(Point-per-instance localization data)
═══

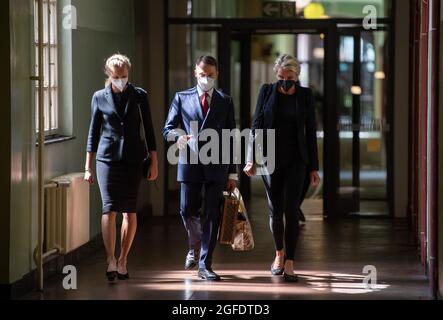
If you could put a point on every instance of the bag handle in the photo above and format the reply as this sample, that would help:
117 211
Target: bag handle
143 128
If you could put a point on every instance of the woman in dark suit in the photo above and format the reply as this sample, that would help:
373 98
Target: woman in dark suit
119 113
287 108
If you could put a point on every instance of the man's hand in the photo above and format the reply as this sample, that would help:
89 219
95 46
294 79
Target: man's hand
232 184
315 179
89 176
249 169
183 141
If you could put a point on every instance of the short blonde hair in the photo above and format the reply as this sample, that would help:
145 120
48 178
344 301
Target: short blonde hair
116 61
287 62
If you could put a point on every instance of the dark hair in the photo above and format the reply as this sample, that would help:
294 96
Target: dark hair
210 60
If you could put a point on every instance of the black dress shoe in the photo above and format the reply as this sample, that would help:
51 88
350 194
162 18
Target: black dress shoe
302 217
111 275
122 276
208 274
191 260
277 271
290 277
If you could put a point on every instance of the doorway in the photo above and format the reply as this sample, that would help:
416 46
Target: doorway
347 68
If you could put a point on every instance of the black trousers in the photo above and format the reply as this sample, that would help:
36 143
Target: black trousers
202 236
284 189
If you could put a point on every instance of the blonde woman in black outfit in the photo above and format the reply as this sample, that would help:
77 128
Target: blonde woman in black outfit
289 109
119 112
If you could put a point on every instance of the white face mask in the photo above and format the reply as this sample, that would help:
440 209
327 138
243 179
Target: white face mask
120 84
206 83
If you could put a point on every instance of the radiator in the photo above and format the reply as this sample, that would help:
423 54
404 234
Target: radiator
66 225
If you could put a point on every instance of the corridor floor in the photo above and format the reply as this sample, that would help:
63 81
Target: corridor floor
330 261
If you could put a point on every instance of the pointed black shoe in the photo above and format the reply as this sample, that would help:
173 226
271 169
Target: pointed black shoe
122 276
111 275
191 260
277 271
208 274
290 277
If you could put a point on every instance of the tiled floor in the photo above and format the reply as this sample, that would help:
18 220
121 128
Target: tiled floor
330 262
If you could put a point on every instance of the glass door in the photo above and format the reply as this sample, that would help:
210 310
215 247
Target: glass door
362 123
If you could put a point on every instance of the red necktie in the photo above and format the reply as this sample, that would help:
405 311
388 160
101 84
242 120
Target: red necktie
205 104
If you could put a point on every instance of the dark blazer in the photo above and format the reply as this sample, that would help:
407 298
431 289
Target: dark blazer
306 127
185 108
115 138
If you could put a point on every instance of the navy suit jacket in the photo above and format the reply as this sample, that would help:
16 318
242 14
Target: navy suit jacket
264 118
186 108
115 138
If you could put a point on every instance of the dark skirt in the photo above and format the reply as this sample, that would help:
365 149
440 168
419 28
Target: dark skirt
119 184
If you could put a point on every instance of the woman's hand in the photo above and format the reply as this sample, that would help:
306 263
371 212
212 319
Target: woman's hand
315 179
89 176
153 168
249 169
231 185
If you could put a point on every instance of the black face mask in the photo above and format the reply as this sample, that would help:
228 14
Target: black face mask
286 84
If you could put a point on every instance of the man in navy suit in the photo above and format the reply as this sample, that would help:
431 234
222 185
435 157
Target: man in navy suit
193 111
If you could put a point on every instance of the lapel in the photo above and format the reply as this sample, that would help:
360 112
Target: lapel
300 106
271 105
216 100
196 109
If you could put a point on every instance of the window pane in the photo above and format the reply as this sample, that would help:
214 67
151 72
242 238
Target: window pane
258 8
46 98
53 67
53 23
54 109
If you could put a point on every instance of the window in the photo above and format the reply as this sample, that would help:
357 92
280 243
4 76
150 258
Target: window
50 68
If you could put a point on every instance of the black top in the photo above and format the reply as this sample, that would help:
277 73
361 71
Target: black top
121 100
286 126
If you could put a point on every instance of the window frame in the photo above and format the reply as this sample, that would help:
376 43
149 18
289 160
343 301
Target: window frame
50 66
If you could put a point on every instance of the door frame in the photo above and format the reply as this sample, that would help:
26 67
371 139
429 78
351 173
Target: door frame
226 27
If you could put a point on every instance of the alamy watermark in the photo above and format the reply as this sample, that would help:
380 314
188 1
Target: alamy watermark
210 146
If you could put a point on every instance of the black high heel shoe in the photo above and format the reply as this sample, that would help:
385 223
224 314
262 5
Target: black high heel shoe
277 271
290 277
111 275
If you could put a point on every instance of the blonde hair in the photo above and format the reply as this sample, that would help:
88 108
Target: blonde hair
116 61
287 62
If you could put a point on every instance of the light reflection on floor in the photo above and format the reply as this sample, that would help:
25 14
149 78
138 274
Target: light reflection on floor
258 281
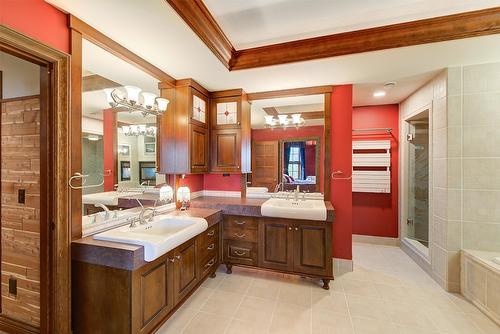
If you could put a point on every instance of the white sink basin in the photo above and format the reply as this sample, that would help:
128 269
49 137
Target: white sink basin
162 235
286 208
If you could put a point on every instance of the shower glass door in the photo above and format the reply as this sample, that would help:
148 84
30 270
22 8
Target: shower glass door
417 227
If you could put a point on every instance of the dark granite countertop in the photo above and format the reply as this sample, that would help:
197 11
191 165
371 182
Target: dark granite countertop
127 256
243 206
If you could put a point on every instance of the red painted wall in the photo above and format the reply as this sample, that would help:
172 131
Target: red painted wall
109 140
220 182
37 19
341 159
290 133
377 214
193 181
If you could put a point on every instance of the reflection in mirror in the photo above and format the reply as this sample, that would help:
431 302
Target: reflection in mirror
287 144
117 140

═══

*Exercise:*
Your answer must be an exact transcription of every entry, minus the pictures.

*Exercise result:*
If you could put a point on every instance of the bag handle in the photo above and format the reply as this sample, that would help:
117 211
Target: bag handle
143 128
If you could put a point on every instance of the woman in dark suit in the photo above and format the reply as this sample, that would help:
373 98
Target: woman in dark suit
119 113
287 108
If you could put a point on every instance of the man's hand in the photo above and format the reply as this sample, that would help:
89 219
95 46
294 79
Target: man's hand
232 184
315 179
89 176
249 169
183 141
If you could put a point on every instance of the short blonde hair in the photo above and format the reply as this sample, that would help:
145 120
48 178
344 301
Target: short blonde hair
116 61
287 62
If you could put a point on every instance of the dark hair in the photo above and format the reply as this sample, that would help:
294 96
Target: dark hair
210 60
If you could put a point on every instance of the black dress shoe in the photo above and format the reply as this sample, that would help:
51 88
350 194
162 18
Target: black dress shoe
302 217
111 275
122 276
208 274
191 260
277 271
290 277
If you could put a point on every instance of the doorway in the photo above and format the reply as this sample, that would help:
416 46
Target: doorway
347 68
If you could put a point on every instance of the black trousers in the photo above and format the reply as this sample, that would help:
36 143
Target: black trousers
202 236
284 189
If you could put a point on every instance of the blonde woman in black outfit in the photo above and format the reply as this sample, that would help:
77 128
Target: blonde woman in black outfit
289 109
119 112
If you could put a point on every instance of the white face mask in the photo above and format the reply as this sample, that would help:
440 209
327 138
243 179
Target: white face mask
120 84
206 83
If you could put a point on every instance of the radiator in the photo above and format the reply as this sample, that would help:
423 54
404 234
Target: radiator
66 225
If you could put a point on every instance of the corridor floor in the photo above and format the reply as this sample, that would help:
63 81
Target: corridor floor
330 261
If you could put a point on every instance of the pointed black shoe in the photo above and format the reply as this sample, that would help:
173 226
271 169
Target: pointed black shoe
122 276
111 275
191 260
277 271
208 274
290 277
If you could put a point on every instance of the tiled floor in the photo above and format the reply as this sample, that would help:
18 220
121 128
Target: tiled floor
330 262
If you could put a point on every instance of the glass door in the photo above and format the reply as this sample, that would help:
210 310
215 247
Target: glass door
362 123
If you could put a point on every instance of the red necktie in the photo above and format the reply as this sample, that would help:
405 311
388 160
101 84
242 120
Target: red necktie
205 104
If you could put a point on every instance of the dark blazer in the photo above and format the reply as this sample, that would help:
407 298
431 289
Target: dark blazer
306 127
185 108
115 138
If you could put a point on every instance of the navy suit jacket in the photo above and format the reply as this sample, that would help:
16 318
242 14
Target: navy suit jacket
264 118
186 108
115 138
If you could put a point on every instance of the dark skirt in the photo above and format the reply as this sample, that would help:
365 149
440 168
419 28
Target: dark skirt
119 184
If you could put a point on every instance of the woman's hand in the photo above and format the reply as this sample, that would help:
306 263
371 212
212 319
Target: woman's hand
315 179
89 176
153 168
249 169
231 185
If you could put a point on every instance of the black face mask in the photo above and format the reply as this sample, that would help:
228 14
Target: black face mask
286 84
If you could put a point on every instance of the man in navy suit in the photo above and format the reply as this sample, that would help:
431 234
222 185
435 157
Target: man in navy suit
193 111
If you could put a point on every instance of the lapel in the photo above and format the reply as this sample, that would help:
360 112
Target: lapel
300 106
271 105
216 100
196 109
If you could put a point on every instance of the window pane in the photo above and format the reply as this sample, that would help:
214 67
151 72
242 238
Target: window pane
258 8
46 98
53 67
53 23
54 109
If you could put a point on every instance of the window in the photo above and format the reply as this sample, that would help:
357 92
280 243
4 76
150 258
Target: window
50 68
If you could put a point on every instance of the black top in the photo above and format the reply as this sample, that would help:
277 73
361 71
Target: black top
121 100
286 126
If you could put a point on every instance of the window frame in the photo above and format the reply as this sample, that would help:
376 43
149 18
289 160
343 301
Target: window frame
50 66
If you could put a point on every instance of the door frame in the photo above and format the reply as this sample, that would help:
26 67
371 139
429 78
351 173
Target: door frame
226 27
If you could put a point on every instance of the alamy watermark in the photo above and format the reply as this sample, that would help:
380 314
188 1
Target: alamy watermark
210 146
If you could put a point on every instance of the black high heel shoe in the photo above and format the reply as this sample, that would help:
385 223
224 314
262 5
Target: black high heel shoe
277 271
290 277
111 275
If you could put a point on every instance of the blonde hair in the photo above and format the reply as this sample, that would help:
88 108
Target: blonde hair
116 61
287 62
If you could put a point on every instance of the light reflection on floor in the photo above and format the reply as this sample, that would help:
25 14
149 78
138 274
Target: light reflection on floor
258 281
If you could put a point on every instance of the white sink basin in the photo above and format the reply as this sample, that would help:
128 269
49 137
Target: white sink basin
162 235
286 208
If you could put a point on every instance of the shower glass door in the photo above and format the reply as this sample, that would help:
148 84
30 270
22 8
Target: shower glass door
417 227
If you could put a point on every instance of the dark granite countertop in the photo above and format the reply as this sample, that would help:
197 11
191 165
371 182
Target: dark granite countertop
127 256
243 206
If you could put a point on every instance of the red painted wall in the photo above and format the reply as this sample, that would help:
172 131
Target: red painted wall
109 140
220 182
37 19
341 159
290 133
377 214
193 181
If you could put a point on every instance of the reflection in mirror in the photo above and format the reply as this sample, that would help:
431 302
Target: reflection in mirror
287 144
117 140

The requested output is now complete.